──────── The input
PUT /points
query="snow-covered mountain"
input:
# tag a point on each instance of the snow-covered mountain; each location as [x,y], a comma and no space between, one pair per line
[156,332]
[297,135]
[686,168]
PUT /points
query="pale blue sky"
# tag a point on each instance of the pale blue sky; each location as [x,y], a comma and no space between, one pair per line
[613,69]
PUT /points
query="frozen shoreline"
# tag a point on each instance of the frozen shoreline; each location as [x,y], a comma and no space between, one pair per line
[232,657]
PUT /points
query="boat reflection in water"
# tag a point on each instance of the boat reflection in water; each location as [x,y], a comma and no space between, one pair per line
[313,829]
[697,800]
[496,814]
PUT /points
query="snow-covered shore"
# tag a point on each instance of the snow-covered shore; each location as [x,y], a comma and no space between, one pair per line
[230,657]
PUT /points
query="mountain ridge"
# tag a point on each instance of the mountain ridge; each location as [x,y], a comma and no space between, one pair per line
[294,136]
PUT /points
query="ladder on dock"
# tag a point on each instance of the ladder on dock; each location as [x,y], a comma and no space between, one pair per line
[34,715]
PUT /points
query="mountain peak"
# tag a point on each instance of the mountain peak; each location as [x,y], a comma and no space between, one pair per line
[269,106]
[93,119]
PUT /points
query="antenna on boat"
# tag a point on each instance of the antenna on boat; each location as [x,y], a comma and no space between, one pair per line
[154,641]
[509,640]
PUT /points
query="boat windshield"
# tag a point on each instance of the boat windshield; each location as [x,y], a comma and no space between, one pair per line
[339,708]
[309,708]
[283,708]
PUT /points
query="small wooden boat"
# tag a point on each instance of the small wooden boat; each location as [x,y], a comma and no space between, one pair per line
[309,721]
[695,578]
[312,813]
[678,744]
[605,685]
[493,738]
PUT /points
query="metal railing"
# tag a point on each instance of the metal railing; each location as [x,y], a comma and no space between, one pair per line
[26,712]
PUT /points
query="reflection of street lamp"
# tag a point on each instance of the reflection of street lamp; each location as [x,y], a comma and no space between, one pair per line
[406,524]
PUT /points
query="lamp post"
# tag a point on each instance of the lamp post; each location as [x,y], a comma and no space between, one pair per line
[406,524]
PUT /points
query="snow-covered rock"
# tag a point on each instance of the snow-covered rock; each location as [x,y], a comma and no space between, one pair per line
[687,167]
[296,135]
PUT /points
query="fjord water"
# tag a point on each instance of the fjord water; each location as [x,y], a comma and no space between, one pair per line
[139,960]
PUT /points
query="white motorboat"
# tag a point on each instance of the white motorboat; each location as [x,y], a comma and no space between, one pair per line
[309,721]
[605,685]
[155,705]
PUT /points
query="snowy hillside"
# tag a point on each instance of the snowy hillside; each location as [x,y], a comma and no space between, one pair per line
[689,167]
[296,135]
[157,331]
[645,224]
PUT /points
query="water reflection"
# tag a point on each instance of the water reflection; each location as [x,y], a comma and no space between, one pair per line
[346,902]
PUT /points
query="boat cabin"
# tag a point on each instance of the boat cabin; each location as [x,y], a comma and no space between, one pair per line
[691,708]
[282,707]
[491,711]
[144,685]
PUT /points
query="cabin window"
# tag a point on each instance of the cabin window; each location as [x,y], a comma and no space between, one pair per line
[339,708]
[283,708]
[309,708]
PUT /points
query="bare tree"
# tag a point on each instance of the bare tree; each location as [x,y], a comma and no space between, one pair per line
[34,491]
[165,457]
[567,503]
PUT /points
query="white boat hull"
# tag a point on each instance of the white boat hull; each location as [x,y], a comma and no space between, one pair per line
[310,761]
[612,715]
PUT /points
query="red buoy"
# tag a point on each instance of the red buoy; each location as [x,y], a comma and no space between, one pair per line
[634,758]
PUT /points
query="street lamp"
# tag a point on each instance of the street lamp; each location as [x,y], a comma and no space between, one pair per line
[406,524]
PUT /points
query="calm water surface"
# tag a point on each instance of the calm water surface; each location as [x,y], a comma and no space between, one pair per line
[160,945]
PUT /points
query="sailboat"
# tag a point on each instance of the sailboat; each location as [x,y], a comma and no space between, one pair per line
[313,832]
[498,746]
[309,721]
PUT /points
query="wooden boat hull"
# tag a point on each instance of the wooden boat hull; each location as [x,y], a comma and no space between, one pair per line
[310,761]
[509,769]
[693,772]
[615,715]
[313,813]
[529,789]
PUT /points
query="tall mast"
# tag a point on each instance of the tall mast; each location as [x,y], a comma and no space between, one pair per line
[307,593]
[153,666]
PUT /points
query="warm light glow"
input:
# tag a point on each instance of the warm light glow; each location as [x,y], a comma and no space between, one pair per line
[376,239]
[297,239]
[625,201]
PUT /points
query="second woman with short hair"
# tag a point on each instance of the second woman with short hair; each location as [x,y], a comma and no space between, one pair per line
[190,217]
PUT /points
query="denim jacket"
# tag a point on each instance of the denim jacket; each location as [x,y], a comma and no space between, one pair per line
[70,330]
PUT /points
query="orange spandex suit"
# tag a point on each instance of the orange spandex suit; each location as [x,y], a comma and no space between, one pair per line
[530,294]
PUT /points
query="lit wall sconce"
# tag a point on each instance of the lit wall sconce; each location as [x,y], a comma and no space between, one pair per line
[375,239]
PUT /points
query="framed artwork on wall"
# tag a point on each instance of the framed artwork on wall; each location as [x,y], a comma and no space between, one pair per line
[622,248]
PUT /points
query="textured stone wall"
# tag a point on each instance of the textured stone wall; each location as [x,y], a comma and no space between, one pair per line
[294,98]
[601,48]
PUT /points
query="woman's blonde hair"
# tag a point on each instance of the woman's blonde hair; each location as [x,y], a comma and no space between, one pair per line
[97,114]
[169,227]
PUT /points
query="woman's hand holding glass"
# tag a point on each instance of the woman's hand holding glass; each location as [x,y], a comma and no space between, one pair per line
────────────────
**Task details:** Filter the records for lines holding the string "glass". Copy each one.

**Response to this exercise:**
query="woman's hand holding glass"
# tag a point on each instance of the woman's hand holding glass; each location as [x,y], a comma and no space between, one pair per line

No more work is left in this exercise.